Try it
Please continue the article below on lessons from education in 2023, starting right after its final paragraph.

By Sridhar Rajagopalan
Education in 2023 was a journey marked by significant beginnings and essential corrections. Looking back at the year, I see four big takeaways and learnings. The elephant in the room, clearly, was AI.
Yes, products need to be built and educational institutions need to change – and both of these take time – but the writing is clearly on the wall. I say this for two reasons.
The power of AI in pattern-detection coupled with the Science of Learning, an interdisciplinary field that uses patterns of student errors and learning data to address learning challenges, can bring a paradigm shift to education systems across the globe. Good teachers have always known that student errors – more than what students get right – hold the key to improving learning – this will now get a huge boost through AI. The integration of AI into Personalised Adaptive Learning will transform learning solutions to create solutions with tailored remedial strategies, placing students at the forefront of its benefits – Personalised Adaptive Learning 2.0, if you will.
The second reason why AI’s impact will be transformational is that AI will become much more effective at relating to children and even responding to children based on their emotions. While I continue to believe that only teachers can offer the human touch, AI will become much better at demonstrating critical qualities like empathy and patience. While AI will never be able to replace the best teachers, it will both raise the bar for teachers and support these teachers even more effectively in their work.
All of this is good news for learners, especially those in remote areas or poorer neighbourhoods – they will benefit the most from the rapid democratisation of AI. It is also good news for teachers because AI can take over administrative tasks and allow them to focus on academically richer and more challenging complexities in pedagogical practices.

Provided material
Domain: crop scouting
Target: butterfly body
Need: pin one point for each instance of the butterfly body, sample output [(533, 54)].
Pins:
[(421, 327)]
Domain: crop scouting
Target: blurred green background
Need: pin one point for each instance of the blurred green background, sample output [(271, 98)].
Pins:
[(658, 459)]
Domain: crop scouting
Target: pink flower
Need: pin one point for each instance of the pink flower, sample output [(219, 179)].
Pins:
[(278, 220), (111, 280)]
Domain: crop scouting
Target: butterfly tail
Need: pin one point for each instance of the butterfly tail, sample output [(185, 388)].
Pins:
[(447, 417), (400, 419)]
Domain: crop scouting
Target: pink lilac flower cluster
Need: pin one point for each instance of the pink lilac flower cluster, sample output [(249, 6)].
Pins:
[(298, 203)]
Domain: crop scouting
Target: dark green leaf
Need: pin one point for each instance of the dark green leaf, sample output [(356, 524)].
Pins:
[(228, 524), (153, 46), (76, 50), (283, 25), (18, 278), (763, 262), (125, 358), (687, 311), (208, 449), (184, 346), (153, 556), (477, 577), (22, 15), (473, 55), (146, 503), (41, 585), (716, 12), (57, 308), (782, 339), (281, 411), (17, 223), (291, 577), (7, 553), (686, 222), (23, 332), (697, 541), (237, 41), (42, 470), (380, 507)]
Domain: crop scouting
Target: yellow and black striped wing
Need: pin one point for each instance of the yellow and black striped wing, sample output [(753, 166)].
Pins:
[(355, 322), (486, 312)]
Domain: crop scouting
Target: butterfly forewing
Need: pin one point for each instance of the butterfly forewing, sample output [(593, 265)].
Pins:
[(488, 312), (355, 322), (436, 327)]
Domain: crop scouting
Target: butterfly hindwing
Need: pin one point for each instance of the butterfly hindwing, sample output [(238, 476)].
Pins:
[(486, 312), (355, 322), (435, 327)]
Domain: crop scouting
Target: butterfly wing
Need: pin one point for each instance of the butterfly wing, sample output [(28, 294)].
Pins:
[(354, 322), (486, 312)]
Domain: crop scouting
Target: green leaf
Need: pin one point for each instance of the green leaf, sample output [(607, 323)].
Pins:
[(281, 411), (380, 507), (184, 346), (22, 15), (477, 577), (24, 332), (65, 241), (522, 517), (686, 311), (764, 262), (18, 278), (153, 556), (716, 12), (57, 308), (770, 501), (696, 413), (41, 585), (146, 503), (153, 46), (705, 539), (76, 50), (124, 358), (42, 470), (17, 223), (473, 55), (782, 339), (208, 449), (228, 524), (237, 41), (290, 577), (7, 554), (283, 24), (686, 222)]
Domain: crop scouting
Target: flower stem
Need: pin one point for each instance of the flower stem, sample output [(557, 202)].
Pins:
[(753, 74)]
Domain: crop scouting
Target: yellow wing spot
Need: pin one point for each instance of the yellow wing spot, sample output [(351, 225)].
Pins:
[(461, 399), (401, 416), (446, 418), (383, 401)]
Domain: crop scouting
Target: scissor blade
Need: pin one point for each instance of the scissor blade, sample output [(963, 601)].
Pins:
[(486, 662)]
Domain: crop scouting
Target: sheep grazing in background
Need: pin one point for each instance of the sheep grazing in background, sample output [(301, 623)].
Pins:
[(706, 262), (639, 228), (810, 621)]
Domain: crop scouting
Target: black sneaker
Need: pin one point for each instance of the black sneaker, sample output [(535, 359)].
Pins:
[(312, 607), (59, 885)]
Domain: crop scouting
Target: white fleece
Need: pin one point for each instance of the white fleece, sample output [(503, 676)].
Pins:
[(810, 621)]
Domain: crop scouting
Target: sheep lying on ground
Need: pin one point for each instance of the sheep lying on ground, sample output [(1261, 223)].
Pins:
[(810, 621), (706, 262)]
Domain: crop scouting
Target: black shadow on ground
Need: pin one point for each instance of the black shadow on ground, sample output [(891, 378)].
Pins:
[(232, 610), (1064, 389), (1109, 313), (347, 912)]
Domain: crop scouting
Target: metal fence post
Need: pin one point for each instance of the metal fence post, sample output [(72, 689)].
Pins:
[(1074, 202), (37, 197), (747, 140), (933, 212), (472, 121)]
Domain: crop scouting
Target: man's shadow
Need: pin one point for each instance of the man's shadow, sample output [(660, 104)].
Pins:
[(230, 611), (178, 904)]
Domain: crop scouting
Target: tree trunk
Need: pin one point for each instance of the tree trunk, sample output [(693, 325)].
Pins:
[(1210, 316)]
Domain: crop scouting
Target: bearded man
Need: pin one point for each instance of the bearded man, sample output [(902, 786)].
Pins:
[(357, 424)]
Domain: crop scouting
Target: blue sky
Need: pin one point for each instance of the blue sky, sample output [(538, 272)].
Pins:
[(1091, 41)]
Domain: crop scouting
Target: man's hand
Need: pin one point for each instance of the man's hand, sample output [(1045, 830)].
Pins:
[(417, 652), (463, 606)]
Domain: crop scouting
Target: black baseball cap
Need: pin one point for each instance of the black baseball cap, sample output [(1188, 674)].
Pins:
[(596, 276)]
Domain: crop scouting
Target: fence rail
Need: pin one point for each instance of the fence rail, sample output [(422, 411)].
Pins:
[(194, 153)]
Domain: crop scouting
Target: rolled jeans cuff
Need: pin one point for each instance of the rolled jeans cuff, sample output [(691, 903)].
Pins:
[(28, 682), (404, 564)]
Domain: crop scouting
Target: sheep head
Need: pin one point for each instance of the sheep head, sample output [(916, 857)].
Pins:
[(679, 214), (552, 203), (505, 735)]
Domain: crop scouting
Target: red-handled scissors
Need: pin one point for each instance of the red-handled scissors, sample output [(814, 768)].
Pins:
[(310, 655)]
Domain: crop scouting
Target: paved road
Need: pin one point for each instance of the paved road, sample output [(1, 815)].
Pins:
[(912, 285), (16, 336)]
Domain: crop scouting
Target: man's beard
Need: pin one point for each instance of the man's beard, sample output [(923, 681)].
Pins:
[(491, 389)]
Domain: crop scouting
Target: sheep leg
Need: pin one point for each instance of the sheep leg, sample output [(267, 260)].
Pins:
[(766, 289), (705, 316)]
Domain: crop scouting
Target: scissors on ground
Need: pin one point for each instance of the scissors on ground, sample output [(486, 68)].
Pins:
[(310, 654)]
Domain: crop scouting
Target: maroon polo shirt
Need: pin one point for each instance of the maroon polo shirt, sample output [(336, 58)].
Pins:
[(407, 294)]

Response box
While these changes may be a few years away, it now seems a matter of when, not if. This makes training teachers to use AI in classrooms more important than ever. We recommend that teachers use AI tools for at least 90 minutes a week to increase familiarity. At least 30% of this should be using AI for educational tasks. Teachers should also take the initiative to attend webinars and discuss the use of AI both in and outside classrooms. Another exercise that will help in this regard, is talking about AI with students and creating an open two-way discussion on the use of AI for educational purposes.
The second big impact in India was the continued implementation of the National Education Policy and the release of the National Curriculum Framework. The NEP was announced in 2020 and its impact has been gradual but far-reaching. While neither the NEP nor its implementation has been perfect, the government deserves credit for continuing to push along all dimensions of the NEP at a rapid clip. While this has sometimes been difficult on schools and teachers – change always is – there are few questions now whether the changes the NEP talks about will actually happen.
We believe the changes in assessment patterns and the Board Exam Reforms will be the most far-reaching ones on the ground. Indian education has become too rote-based and out-of-touch with what the 21st century needs – thinking, creative individuals. Whether from the point of view of the innovation needed to build a successful 21st-century economy or the environmental awareness needed to build a sustainable planet, a changed education system is the key. The NEP and NCF strive to achieve this change and as was demonstrated in the 3rd anniversary of the NEP announcement, slow but steady progress is being made towards these goals.
This relates closely to the third big change we are seeing on the ground – assessments in schools. Again, the change has just begun, but since assessments drive how teachers teach and coaching classes coach, its impact will be dramatic. Rote learning’s stranglehold on the Indian education system has only tightened in the last few decades. Marks inflation and coaching contribute to a challenging cycle. However, there are signs of change, seen in efforts to improve Board Exam questions and release competency-based samples. Breaking the status quo is difficult, but the
CBSE’s introduction of new question types, garnering attention from coaching classes and influencers, indicates a subtle yet significant shift from traditional rote-based assessments.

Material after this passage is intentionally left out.